──────── 本文

高校3年生の夏には、その接骨院に就職することが決まりました。そしてアシスタントとして働きながら、日本健康医療専門学校(以下ニッケン)の鍼灸学科で学ぶことに。
私はその接骨院に住み込みで働いていて、朝仕事をしたら、昼にニッケンへ。夕方には接骨院に戻って仕事をしてました。まあ、きつかったですね。国家資格がなければ仕事ができないことはわかっていたので、受験は必須だったわけですが、毎日が睡魔との戦いでした。
接骨院では師匠である先生の下、徐々に経験を積むことができました。しかし、肝心の学校の授業には全然ついていけなかった。
3年生の夏、ついにニッケンの先生が「このままでは国家試験合格は無理だから、仕事を休んで勉強に集中するように」と、接骨院の先生に直接電話をしてくださいました。そこから、受験勉強の追い込みがスタート。親身になった先生方から熱いご指導をいただきました。
実際、勉強できる時間と環境が整うと、集中力もアップ。どんどんテキストが理解できるようになり、勉強自体がすごく面白くなりました。これは野球漬けの学校生活では得られなかった経験です。
無事に国家試験も合格し、翌年度からは柔道整復師学科に入学しました。
鍼灸学科で身体の基本的なことは習得し、勉強するコツもわかってきたので、成績は上位にランクされるほどに。この頃には、仕事との両立も楽にこなせるようになりました。
また、私はクラスメートにも恵まれていたと思います。柔整から鍼灸に編入した同級生たちに、わからないところを教えてもらったりサポートしてもらったり。かなり助けてもらいました。ニッケンじゃなかったら、国家試験合格も卒業もできなかったかもしれない...と、今になって思いますね。
ニッケンで鍼灸学科、柔道整復師学科で学ぶ間に、いくつかの治療院で経験を重ねました。当初から開業の意志は強く、また、スポーツ外傷に興味があったので、できるだけ多くの症例を学べる治療院を選んで経験を蓄積しました。
高校を卒業して10年の間に、鍼灸師と柔道整復師の資格を取得。3つの治療院でキャリアを積み、2016年に地元の埼玉県春日部市に「とみざわ鍼灸・接骨院」をオープンしました。夢に描いた通り、スポーツ外傷などに特化した治療院です。骨折・脱臼・捻挫・打撲などを手技や包帯・ギプスによる固定、テーピングなどを中心に治療していきます。
開業して2年目、成長痛が治りづらい子どもが増えていることが気になって、勉強会などで情報を収集したところ「羽田野式ハイボルト」という療法に出会いました。体幹の筋肉や神経、そして深部筋肉という二つの層に同時に電気を流すことで根本的に治すという療法です。

────────────────
──────── 与えられた資料

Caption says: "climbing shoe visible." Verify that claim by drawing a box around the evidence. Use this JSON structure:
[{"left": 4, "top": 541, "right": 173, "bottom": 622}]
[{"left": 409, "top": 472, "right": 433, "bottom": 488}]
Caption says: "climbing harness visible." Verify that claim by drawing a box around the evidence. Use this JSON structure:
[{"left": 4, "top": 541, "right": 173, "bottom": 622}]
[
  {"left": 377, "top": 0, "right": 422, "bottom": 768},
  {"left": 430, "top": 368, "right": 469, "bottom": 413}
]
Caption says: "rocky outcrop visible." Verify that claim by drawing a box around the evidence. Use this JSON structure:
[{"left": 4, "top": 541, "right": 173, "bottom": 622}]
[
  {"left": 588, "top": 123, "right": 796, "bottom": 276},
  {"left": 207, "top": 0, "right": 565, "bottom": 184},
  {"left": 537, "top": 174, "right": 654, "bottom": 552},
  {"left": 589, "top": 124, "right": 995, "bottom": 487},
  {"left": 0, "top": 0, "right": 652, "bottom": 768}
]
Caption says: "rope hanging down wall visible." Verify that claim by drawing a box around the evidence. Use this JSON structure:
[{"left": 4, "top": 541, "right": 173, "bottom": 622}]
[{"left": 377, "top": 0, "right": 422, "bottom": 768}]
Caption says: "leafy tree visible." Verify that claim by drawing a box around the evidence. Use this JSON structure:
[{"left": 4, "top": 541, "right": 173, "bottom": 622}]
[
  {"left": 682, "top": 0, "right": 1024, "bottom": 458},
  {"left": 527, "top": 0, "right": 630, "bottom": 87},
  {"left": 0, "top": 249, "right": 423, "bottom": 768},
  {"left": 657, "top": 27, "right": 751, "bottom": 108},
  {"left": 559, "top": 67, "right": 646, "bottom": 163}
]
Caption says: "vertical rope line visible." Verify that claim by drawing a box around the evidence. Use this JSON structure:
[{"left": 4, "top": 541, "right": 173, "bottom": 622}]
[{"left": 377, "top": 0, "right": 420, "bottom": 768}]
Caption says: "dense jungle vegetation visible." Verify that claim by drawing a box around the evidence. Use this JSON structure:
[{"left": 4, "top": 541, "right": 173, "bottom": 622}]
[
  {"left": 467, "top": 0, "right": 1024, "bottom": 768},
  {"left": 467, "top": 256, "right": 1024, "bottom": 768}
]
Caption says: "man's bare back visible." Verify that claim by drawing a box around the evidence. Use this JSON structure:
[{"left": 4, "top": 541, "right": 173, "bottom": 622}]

────────────────

課題のねらい: 本文の「実際、勉強できる時間と環境が」から「にこなせるようになりました。」までを、「テキスト」を「教科書」に入れ替えて書き直してください。 資料を参照しなくても取り組めます。

完成した解答:
実際、勉強できる時間と環境が整うと、集中力もアップ。どんどん教科書が理解できるようになり、勉強自体がすごく面白くなりました。これは野球漬けの学校生活では得られなかった経験です。
無事に国家試験も合格し、翌年度からは柔道整復師学科に入学しました。
鍼灸学科で身体の基本的なことは習得し、勉強するコツもわかってきたので、成績は上位にランクされるほどに。この頃には、仕事との両立も楽にこなせるようになりました。